* BEGIN Dataset rows *

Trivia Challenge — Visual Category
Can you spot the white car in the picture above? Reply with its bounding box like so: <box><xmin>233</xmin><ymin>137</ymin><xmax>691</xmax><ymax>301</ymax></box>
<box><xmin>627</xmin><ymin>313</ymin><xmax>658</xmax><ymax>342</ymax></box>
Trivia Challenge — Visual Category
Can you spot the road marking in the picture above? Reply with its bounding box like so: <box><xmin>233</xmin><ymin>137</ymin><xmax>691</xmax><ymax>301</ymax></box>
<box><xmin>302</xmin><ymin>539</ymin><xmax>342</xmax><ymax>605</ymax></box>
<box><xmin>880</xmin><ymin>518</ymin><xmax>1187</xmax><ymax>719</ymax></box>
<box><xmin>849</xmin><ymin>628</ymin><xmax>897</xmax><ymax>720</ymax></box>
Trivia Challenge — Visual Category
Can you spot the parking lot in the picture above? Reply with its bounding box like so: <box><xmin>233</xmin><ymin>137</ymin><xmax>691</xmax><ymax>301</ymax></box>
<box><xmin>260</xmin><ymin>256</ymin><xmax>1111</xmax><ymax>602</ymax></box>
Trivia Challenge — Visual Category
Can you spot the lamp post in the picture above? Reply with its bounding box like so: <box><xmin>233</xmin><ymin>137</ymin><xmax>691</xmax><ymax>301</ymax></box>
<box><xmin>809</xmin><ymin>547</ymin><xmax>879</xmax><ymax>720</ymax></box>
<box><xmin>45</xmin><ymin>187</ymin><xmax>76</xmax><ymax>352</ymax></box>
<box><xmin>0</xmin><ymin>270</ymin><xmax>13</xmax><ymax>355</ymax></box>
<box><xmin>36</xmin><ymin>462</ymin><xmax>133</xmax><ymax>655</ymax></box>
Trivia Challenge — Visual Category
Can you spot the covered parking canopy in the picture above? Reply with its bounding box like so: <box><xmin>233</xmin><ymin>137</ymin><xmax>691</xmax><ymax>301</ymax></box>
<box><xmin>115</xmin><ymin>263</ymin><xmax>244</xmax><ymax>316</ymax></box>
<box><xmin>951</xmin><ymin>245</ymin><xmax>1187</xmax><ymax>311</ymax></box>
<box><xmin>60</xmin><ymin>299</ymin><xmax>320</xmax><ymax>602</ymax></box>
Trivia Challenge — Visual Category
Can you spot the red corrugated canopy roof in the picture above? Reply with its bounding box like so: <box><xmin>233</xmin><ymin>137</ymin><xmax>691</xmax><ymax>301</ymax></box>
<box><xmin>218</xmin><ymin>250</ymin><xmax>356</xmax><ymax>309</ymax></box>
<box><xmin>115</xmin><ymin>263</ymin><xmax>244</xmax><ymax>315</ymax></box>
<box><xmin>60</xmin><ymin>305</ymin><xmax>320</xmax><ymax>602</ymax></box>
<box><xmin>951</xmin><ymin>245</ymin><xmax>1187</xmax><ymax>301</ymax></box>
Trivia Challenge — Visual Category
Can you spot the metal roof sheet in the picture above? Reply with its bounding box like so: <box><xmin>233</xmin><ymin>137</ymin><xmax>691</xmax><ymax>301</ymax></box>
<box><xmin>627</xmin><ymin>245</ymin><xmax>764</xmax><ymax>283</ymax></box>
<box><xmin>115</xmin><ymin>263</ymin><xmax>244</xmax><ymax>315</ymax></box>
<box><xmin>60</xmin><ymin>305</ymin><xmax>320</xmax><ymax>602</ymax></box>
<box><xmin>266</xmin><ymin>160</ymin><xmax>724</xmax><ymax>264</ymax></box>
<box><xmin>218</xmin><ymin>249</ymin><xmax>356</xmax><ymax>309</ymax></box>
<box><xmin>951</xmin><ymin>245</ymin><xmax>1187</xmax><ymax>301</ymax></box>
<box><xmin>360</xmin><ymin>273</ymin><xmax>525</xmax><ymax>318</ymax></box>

* END Dataset rows *

■ Work to complete: Identify each line of the entries above that contains the string "bounding", and copy every such line in full. Treat the match as case-sensitive.

■ Task response:
Can you spot the white car in the picture above? Reply with its bounding box like so: <box><xmin>233</xmin><ymin>137</ymin><xmax>691</xmax><ymax>301</ymax></box>
Can you spot the road marking in the picture above? Reply with its bounding box like so: <box><xmin>233</xmin><ymin>137</ymin><xmax>691</xmax><ymax>301</ymax></box>
Can you spot the parking lot in the picture above? Reply with its bounding box like so: <box><xmin>233</xmin><ymin>137</ymin><xmax>691</xmax><ymax>301</ymax></box>
Can you spot the lamp post in the picture above? Reply with its bounding box like so: <box><xmin>233</xmin><ymin>137</ymin><xmax>691</xmax><ymax>301</ymax></box>
Can you spot the covered parking canopy in the picture above? Reply with its bounding box like so: <box><xmin>233</xmin><ymin>137</ymin><xmax>691</xmax><ymax>301</ymax></box>
Can you spot the red corrugated canopy roof in the picture above? Reply with its bounding box like so: <box><xmin>233</xmin><ymin>137</ymin><xmax>691</xmax><ymax>301</ymax></box>
Can you spot the metal roof sheet in the picture above? Reply with its bounding box like so: <box><xmin>233</xmin><ymin>137</ymin><xmax>691</xmax><ymax>301</ymax></box>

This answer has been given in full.